> [RECORDS SUPPLIED]:
★ ★ ★ ★ ★ ★ ★

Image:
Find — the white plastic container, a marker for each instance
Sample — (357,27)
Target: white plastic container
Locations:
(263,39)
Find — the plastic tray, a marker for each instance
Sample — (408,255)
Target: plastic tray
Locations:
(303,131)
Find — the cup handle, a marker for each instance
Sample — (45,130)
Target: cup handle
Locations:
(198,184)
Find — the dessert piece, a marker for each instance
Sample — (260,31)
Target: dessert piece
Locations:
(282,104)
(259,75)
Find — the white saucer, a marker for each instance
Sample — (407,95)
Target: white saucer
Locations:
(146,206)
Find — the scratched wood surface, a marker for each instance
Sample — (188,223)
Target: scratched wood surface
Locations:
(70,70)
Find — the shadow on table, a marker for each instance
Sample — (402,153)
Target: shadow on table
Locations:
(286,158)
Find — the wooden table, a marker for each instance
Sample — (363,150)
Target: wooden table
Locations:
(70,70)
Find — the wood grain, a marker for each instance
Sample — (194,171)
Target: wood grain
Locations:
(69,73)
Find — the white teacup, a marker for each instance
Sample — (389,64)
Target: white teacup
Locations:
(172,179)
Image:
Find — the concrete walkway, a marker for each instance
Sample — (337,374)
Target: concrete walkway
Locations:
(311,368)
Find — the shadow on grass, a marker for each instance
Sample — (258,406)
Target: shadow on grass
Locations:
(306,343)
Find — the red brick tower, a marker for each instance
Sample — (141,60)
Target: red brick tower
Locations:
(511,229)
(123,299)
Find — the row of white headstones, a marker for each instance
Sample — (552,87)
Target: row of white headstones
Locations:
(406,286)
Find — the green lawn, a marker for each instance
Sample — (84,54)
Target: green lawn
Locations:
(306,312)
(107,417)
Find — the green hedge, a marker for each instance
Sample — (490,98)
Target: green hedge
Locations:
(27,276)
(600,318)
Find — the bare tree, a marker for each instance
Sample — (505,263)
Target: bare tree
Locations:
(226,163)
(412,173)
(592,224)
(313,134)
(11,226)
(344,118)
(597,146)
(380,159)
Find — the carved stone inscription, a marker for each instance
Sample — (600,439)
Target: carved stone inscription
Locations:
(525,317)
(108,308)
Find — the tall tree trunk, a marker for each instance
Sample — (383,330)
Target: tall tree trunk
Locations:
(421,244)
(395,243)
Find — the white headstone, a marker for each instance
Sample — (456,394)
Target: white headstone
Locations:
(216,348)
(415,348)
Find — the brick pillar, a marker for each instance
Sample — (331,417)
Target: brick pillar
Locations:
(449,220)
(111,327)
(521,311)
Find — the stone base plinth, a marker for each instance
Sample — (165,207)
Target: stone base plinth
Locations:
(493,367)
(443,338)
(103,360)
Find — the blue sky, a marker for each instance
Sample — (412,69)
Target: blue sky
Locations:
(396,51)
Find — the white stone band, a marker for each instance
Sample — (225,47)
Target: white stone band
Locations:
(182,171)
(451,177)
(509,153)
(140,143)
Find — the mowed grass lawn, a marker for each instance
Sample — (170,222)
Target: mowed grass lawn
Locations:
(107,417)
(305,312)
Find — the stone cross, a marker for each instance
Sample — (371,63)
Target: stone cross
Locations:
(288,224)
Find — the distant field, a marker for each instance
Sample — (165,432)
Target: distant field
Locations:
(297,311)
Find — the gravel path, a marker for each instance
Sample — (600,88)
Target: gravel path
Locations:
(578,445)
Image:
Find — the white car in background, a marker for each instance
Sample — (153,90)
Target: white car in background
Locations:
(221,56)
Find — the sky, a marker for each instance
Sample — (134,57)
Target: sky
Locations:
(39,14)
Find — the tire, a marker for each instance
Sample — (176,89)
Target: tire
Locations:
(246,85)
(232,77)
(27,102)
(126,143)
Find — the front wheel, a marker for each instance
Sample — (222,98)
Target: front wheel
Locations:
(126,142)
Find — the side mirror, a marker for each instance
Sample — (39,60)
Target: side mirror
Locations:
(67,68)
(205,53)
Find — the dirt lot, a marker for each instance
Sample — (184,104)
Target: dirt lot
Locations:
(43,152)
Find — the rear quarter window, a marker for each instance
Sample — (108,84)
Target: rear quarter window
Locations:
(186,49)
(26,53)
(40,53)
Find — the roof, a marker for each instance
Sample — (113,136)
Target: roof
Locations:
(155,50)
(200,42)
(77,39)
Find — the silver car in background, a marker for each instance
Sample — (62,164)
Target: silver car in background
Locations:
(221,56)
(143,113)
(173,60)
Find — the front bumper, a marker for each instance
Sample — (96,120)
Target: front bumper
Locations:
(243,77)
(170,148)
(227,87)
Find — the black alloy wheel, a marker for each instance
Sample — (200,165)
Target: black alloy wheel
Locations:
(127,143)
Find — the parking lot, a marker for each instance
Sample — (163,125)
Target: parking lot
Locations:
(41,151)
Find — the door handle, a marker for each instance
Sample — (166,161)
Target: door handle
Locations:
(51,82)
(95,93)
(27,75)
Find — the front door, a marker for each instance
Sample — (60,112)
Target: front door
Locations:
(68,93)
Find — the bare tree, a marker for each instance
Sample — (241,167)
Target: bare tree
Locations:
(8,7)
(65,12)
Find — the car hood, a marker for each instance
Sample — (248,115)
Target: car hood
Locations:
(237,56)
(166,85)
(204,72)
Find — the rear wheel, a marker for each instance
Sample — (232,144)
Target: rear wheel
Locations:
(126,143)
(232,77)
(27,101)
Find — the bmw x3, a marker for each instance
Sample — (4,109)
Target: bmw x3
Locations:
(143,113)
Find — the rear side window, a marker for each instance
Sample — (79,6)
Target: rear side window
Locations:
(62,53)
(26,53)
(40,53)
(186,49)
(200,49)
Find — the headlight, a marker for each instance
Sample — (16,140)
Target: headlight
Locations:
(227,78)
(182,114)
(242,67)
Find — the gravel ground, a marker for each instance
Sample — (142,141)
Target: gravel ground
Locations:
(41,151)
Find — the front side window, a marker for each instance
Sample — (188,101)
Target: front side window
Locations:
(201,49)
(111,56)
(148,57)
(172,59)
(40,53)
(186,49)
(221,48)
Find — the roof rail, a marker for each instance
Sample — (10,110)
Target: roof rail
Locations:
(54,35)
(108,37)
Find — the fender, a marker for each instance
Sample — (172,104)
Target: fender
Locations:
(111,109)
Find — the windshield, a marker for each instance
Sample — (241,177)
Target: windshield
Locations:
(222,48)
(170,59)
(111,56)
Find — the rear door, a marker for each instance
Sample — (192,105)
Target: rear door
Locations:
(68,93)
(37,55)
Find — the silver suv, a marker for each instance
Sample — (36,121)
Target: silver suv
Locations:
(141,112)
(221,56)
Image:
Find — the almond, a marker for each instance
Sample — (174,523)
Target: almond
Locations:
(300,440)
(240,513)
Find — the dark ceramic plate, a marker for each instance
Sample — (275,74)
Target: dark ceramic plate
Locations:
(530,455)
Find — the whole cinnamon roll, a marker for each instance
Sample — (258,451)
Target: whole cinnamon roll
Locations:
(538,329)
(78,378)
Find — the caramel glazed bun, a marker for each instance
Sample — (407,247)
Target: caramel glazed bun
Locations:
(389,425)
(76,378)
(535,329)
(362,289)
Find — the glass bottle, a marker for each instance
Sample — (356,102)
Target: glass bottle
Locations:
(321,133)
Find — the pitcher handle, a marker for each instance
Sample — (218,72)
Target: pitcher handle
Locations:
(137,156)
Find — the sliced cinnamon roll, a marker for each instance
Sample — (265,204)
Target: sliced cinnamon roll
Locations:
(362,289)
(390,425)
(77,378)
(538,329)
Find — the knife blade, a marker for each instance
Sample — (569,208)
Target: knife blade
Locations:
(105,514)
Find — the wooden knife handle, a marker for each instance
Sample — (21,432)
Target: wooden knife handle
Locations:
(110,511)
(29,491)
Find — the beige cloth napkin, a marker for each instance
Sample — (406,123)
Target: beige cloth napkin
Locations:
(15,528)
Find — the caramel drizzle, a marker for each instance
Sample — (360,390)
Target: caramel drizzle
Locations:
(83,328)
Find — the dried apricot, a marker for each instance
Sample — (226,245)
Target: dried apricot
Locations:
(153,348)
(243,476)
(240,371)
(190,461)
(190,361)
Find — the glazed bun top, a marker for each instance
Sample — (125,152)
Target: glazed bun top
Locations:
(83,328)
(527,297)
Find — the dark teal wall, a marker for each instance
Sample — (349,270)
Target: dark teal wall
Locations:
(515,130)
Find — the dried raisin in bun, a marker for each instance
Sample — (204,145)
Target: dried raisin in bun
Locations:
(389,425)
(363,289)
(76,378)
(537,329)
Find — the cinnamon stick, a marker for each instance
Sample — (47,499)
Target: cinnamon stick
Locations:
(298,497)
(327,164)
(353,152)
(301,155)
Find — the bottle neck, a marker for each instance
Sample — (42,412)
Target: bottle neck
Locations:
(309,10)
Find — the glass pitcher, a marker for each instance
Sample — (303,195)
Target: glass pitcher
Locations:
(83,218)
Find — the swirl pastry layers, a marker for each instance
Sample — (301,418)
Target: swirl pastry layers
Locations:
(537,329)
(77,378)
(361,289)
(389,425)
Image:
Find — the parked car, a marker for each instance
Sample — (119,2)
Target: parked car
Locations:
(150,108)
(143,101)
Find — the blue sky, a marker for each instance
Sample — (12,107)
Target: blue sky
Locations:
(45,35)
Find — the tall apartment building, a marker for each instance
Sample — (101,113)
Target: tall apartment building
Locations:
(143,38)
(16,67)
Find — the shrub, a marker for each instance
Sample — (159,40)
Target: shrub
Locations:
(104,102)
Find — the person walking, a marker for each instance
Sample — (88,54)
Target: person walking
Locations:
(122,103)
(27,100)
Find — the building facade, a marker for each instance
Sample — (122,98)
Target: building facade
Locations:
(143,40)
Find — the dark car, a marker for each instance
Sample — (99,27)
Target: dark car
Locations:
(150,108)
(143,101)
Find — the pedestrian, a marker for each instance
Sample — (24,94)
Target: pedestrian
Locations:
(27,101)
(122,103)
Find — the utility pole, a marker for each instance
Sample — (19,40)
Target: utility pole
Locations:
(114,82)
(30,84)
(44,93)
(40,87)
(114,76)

★ ★ ★ ★ ★ ★ ★

> [YOUR TASK]: Your reply must consist of the number of lines in the material above that include "knife", and nothing else.

> [REPLY]: 4